> **Source extract**:
Cleveland, Ohio
Silverman's rather magnificent article on XMRV in prostate cancer puts forward some possible mechanisms for causing cancer. http://www.nature.com/nrurol/journal/v7/n7/full/nrurol.2010.77.html
"XMRV does not possess direct transforming activity, at least not as measured by focus formation in fibroblast and epithelial cell lines.59 However, XMRV did rarely induce transformation of a rat fibroblast line, which suggests an indirect mode of action. In one instance, an XMRV-transformed focus even produced virus with a high level of transforming activity, suggesting a recombination event possibly involving acquisition of a host oncogene. Another two transformation events might have been the result of insertional activation of cellular oncogenes. Presumably, in order for XMRV to contribute to prostate cancer by this mechanism, active viral replication would be necessary with multiple integration events, until an integration occurred in a cellular oncogene"​

Basically he's putting forth some of the possible ways XMRV could be cause cancer in the prostate even though it can't directly turn on the cellular genes that cause the cell to turn cancerous: E.G. active viral replication causes the virus to insert (integrate it's RNA) into different sites on the host cell cancer gene (oncogene)-- meaning it isn''t built to directly upregulate or the oncogene but could do so as a result of screwing things up cumulatively so to speak. He also mentions chronic inflammation "microenvironment" in local cells or adjacent cells.

> **Activities**:
1. In the post on XMRV and prostate cancer, how many transformation events does the quoted passage say might have resulted from insertional activation of cellular oncogenes?
2. Extend the post on XMRV and prostate cancer, picking up after its final sentence.
These entries have no connection to the post on XMRV and prostate cancer.

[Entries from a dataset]
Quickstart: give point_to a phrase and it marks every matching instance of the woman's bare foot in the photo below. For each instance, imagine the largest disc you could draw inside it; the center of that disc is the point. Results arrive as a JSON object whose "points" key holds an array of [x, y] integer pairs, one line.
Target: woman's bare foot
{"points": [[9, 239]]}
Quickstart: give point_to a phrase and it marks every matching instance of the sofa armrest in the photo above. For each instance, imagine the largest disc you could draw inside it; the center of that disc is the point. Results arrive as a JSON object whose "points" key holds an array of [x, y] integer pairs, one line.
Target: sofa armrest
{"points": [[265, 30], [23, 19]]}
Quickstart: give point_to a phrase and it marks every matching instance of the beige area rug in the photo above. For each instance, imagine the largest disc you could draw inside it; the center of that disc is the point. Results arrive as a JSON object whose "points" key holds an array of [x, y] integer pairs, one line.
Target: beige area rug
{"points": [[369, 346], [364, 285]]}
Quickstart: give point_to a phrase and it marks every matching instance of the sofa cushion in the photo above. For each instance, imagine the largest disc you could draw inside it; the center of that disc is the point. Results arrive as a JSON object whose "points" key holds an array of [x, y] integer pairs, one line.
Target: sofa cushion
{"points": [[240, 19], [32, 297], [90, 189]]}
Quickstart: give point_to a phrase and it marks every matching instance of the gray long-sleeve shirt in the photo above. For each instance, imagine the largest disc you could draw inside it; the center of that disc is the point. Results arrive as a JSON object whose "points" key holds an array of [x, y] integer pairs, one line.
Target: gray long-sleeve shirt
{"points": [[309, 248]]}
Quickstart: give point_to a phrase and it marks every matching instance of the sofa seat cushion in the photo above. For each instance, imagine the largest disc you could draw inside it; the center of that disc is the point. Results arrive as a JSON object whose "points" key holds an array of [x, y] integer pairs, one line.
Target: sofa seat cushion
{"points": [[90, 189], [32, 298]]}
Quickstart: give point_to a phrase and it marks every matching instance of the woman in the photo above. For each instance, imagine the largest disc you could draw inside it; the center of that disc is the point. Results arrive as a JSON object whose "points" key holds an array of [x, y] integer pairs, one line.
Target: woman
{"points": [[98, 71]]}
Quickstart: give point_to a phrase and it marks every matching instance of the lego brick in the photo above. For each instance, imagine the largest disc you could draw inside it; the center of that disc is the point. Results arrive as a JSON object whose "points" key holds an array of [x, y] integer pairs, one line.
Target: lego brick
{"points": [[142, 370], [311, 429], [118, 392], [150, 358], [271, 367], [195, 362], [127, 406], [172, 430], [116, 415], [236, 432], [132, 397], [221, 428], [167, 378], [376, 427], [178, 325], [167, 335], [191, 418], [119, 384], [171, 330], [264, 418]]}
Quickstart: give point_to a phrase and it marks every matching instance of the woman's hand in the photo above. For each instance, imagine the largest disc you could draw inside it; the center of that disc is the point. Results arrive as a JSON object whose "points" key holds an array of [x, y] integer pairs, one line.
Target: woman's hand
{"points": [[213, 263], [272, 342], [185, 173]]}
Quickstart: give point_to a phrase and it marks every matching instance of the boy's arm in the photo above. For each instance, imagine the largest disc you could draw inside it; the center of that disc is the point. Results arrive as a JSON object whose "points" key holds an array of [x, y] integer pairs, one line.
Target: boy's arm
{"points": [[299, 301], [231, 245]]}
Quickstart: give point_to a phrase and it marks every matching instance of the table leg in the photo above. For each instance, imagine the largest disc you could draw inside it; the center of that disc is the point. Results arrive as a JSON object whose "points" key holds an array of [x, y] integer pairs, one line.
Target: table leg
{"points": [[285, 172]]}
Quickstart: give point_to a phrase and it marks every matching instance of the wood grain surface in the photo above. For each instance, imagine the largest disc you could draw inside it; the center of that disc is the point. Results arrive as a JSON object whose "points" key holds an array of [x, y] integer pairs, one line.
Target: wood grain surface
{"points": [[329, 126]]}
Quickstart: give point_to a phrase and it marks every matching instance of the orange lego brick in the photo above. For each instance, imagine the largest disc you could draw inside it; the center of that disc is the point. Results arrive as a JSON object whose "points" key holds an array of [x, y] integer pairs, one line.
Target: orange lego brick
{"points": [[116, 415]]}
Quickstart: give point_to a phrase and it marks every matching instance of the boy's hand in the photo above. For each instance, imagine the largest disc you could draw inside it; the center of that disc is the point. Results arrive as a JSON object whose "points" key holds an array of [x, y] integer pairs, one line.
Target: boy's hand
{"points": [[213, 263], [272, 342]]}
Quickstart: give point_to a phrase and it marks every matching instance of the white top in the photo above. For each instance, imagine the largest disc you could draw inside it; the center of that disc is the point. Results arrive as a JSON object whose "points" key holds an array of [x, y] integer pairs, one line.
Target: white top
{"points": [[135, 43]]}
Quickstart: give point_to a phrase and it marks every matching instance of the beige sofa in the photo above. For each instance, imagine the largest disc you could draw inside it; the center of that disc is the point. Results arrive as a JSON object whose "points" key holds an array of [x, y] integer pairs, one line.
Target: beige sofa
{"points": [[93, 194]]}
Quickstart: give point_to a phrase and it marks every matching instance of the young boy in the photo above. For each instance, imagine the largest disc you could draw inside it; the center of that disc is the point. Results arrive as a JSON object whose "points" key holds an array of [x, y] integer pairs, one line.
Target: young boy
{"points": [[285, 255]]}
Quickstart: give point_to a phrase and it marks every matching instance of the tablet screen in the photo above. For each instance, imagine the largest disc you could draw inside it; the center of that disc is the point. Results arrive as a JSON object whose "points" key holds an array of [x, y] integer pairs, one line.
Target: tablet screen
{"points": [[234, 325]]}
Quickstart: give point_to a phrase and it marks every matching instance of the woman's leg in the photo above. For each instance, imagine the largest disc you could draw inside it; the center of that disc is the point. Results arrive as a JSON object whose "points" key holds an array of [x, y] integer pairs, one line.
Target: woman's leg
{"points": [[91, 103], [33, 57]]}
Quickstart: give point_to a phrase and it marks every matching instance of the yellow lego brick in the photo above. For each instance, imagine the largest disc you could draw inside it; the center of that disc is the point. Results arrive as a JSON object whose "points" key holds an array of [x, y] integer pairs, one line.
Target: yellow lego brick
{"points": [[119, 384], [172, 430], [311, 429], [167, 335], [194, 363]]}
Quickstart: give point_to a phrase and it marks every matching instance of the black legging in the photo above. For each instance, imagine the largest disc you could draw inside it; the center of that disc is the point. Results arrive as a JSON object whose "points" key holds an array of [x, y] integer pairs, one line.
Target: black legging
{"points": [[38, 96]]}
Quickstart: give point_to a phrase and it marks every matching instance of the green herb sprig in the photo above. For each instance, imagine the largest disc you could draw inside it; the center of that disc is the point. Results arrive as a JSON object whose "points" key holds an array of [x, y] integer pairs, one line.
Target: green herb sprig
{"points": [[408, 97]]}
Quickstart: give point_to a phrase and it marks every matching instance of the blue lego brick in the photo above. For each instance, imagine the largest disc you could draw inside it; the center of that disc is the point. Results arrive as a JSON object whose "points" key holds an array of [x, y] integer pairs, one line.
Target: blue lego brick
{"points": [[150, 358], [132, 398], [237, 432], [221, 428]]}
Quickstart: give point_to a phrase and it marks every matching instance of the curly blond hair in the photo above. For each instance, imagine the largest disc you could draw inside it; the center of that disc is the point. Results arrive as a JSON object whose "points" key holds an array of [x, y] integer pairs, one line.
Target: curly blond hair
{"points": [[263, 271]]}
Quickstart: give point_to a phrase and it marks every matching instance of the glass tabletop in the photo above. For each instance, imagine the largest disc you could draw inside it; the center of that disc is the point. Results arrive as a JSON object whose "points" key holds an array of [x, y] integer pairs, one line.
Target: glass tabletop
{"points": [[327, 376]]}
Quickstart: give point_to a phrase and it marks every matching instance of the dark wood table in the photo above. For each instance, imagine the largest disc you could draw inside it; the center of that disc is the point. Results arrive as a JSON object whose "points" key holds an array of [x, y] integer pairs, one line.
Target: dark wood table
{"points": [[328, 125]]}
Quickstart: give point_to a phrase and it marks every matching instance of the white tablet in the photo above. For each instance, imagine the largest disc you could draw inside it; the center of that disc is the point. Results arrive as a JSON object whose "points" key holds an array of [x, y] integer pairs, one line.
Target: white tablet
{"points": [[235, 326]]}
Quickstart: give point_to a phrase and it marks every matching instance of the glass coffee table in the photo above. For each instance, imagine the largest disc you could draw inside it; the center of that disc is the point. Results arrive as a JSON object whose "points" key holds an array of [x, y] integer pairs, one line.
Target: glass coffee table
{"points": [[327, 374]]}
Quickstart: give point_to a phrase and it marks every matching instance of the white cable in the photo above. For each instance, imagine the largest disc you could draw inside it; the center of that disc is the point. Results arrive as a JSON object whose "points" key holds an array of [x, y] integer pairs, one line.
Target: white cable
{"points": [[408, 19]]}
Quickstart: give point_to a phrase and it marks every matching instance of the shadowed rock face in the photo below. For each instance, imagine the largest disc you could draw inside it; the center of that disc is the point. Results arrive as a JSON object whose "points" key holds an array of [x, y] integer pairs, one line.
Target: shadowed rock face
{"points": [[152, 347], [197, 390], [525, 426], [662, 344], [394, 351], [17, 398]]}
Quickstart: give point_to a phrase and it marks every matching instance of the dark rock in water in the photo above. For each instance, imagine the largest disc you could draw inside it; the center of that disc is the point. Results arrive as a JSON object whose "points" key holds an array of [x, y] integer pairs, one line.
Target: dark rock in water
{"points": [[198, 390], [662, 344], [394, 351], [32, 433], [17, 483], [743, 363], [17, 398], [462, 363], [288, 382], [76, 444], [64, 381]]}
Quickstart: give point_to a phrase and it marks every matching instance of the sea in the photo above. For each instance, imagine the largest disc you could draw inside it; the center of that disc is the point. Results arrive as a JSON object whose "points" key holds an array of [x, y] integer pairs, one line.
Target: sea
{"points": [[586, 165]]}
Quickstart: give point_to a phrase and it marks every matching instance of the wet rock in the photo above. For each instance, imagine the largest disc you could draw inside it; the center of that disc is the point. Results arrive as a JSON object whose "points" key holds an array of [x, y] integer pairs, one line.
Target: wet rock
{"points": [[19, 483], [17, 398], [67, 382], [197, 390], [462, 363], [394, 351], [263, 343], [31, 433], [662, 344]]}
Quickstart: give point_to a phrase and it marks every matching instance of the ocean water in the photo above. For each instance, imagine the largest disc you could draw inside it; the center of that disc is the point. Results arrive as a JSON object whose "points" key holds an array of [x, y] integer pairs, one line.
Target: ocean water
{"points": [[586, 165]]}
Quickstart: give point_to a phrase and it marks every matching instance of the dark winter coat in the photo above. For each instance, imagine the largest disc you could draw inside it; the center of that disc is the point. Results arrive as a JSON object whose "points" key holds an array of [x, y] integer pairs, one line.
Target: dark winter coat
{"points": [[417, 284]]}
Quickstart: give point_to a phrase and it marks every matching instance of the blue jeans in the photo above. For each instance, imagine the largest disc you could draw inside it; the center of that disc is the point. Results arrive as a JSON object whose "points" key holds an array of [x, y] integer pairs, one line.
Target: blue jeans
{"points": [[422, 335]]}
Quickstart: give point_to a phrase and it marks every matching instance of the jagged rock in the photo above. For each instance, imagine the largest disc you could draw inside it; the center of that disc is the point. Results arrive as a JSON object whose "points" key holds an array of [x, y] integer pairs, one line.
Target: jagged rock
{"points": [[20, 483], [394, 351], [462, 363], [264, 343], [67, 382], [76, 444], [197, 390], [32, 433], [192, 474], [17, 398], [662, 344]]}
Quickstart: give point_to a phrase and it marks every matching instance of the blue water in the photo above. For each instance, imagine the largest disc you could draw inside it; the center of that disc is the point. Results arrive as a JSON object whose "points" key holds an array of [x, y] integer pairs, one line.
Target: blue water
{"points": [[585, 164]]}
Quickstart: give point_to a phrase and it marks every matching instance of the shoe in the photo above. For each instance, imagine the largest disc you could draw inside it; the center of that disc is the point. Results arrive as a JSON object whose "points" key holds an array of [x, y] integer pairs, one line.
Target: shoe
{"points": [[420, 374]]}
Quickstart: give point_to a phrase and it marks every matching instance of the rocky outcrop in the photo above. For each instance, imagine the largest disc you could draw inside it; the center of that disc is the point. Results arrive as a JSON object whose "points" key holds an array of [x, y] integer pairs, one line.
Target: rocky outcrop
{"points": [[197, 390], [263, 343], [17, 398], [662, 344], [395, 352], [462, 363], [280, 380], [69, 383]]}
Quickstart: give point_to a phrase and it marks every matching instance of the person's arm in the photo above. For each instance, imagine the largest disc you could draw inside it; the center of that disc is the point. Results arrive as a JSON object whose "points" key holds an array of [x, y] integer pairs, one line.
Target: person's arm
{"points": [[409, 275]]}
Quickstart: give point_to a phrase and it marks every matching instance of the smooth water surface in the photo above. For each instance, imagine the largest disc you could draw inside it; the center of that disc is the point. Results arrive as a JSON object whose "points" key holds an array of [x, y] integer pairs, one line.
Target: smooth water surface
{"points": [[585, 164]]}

> **Written answers**:
1. Two.

2.
Worth wading through in moments when my fog lifts.


Senior Member
This poster is a bit confusing.

It looks like the list of patients with various cancers were found to be XMRV+ but the treatment data only pertains to one patient, Dr. Snyderman?
If anyone knows for sure, please clarify. I'm also not quite sure why they were measuring prostate-specific antigen; I understand about XMRV being linked to prostatic tissue but Dr. S. has CLL and not prostate cancer?

Re: how antivirals help with cancer. At least with HIV, one idea is that HIV causes immunosuppression and that the immunosuppression causes cancer. That is, there are mutating/ potentially cancerous cells in our bodies regularly but the immune system takes care of them by getting rid of them; a suppressed immune system would not be able to do this job well, resulting in increased incidence of cancer. With the advent of HAART, HIV-related cancer rates have decreased a lot.


Senior Member
Maybe XMRV causes cancer indirectly by skewing the immune system in a way that makes it less effective at fighting cancers. And on ARVs this is corrected and the cancers are reduced?